▶ Stated problem A
Convert the part of the records that opens with the line containing "Where can the hillside" and closes at the end of the records into a two-column CSV with columns named request and answer. Make one row per request, put each field in quotes, and turn line breaks into spaces.

▶ Provided passage
---+---
A curious front-page story by Michael McKinney claimed the most prominent spot in yesterday’s Providence Journal. The topic is a series of bills currently making their way through the General Assembly that would promote businesses in the arts industry, mainly through tax breaks, specifically sales taxes. What’s peculiar is that two economists extol the breaks, and McKinney cites no opposition.
Bryant University Economics Professor Edinaldo Tebaldi says the arts “go hand in hand with this attempt to boost leisure in general.” Both he and University of Rhode Island Business Professor Edward Mazze note that start-up costs for arts companies are relatively low, and both cite the multiplier effect of tax breaks. (Tebaldi does, however, suggest that infrastructure spending would be more effective “in the long run.”) Mazze told McKinney that (in the latter’s words) “the state has to figure out what it is good at,” and arts are on the list.
---+---
▶ Exercise inputs
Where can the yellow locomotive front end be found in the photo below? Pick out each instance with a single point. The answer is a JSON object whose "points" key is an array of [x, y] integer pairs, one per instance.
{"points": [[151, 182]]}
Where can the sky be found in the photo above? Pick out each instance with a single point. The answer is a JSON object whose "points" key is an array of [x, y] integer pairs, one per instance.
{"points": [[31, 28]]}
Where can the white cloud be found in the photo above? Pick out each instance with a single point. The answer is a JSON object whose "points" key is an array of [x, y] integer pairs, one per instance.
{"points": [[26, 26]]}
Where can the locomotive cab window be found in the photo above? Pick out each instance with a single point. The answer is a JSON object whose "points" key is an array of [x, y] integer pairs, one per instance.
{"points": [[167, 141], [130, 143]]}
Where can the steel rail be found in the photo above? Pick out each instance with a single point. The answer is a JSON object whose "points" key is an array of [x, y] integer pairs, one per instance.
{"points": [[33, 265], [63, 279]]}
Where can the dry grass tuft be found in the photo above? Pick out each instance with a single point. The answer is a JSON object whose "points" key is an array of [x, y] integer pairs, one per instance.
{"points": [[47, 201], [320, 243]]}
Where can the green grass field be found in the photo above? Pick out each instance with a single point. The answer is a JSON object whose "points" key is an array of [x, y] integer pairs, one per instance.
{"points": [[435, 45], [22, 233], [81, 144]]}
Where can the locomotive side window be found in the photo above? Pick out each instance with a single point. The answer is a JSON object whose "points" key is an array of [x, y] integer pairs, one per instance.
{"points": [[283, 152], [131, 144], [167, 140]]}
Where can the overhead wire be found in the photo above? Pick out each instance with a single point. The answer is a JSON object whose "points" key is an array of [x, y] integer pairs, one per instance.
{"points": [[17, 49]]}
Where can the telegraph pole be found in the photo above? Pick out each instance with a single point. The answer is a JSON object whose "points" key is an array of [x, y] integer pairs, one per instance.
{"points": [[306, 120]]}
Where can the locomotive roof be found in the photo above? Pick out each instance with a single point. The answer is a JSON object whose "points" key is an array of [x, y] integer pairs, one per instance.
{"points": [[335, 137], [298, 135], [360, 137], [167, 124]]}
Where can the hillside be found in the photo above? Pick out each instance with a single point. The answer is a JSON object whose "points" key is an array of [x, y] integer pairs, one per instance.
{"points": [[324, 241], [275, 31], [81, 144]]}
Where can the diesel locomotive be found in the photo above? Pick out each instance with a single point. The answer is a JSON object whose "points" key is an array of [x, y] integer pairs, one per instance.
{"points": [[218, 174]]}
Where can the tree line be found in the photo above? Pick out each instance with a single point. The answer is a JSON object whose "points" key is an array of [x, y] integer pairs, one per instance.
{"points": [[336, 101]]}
---+---
▶ Stated problem B
According to the passage on the arts tax-break bills, what kind of spending does Edinaldo Tebaldi suggest would be more effective in the long run?

▶ Right answer A
request,answer
"Where can the hillside be found in the photo above? Pick out each instance with a single point. The answer is a JSON object whose ""points"" key is an array of [x, y] integer pairs, one per instance.","{""points"": [[324, 241], [275, 31], [81, 144]]}"
"Where can the diesel locomotive be found in the photo above? Pick out each instance with a single point. The answer is a JSON object whose ""points"" key is an array of [x, y] integer pairs, one per instance.","{""points"": [[218, 174]]}"
"Where can the tree line be found in the photo above? Pick out each instance with a single point. The answer is a JSON object whose ""points"" key is an array of [x, y] integer pairs, one per instance.","{""points"": [[336, 101]]}"

▶ Right answer B
Infrastructure spending.